Задание:
Дословно перепишите из фрагмента о масонстве и космополитизме часть, которая начинается словами «Кроме того, сторонники» и заканчивается словами «Иммануила Канта (1795).».

Фрагмент текста:

Именно масонство благодаря своей структуре и
своим идеям стало одним из первых и главных
очагов космополитизма. Ведь для него весь мир
представлялся одним большим братством, а нации в
нем - семьями («Масонская лира», 1763). Герцог
д'Антен, великий магистр Большой ложи Франции,
провозглашал дело масонства «делом рода
человеческого». Умозрительную картину
республики-Европы, разделенной на
государства-провинции можно найти и у Монтескье,
и у Вольтера («Век Людовика XIV», 1756).
Космополитичный идеал разделяли представители
всех течений масонства - деисты, пантеисты,
материалисты, республиканцы.
Кроме того, сторонники новой всемирной общности
исповедовали пацифизм. Уставшие от бесконечных
войн европейцы возлагали вину за
межгосударственные распри на сторонников
раздробленной Европы. Один за другим стали
возникать проекты вечного мира: «Querela pacis» Эразма
Роттердамского (1517); «Новый Кинеад» Эмерика Крюсе
(1623); «Проект установления вечного мира между
христианскими монархами» аббата де Сен-Пьера
(1713); «План всеобщего и вечного мира» Джереми
Бентама (1789); «За вечный мир» Иммануила Канта (1795).

Исходные данные:
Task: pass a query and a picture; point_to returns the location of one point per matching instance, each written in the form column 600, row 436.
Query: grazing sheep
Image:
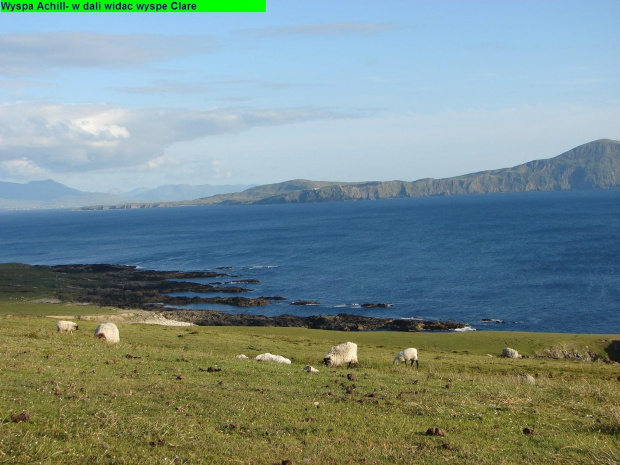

Ответ:
Кроме того, сторонники новой всемирной общности
исповедовали пацифизм. Уставшие от бесконечных
войн европейцы возлагали вину за
межгосударственные распри на сторонников
раздробленной Европы. Один за другим стали
возникать проекты вечного мира: «Querela pacis» Эразма
Роттердамского (1517); «Новый Кинеад» Эмерика Крюсе
(1623); «Проект установления вечного мира между
христианскими монархами» аббата де Сен-Пьера
(1713); «План всеобщего и вечного мира» Джереми
Бентама (1789); «За вечный мир» Иммануила Канта (1795).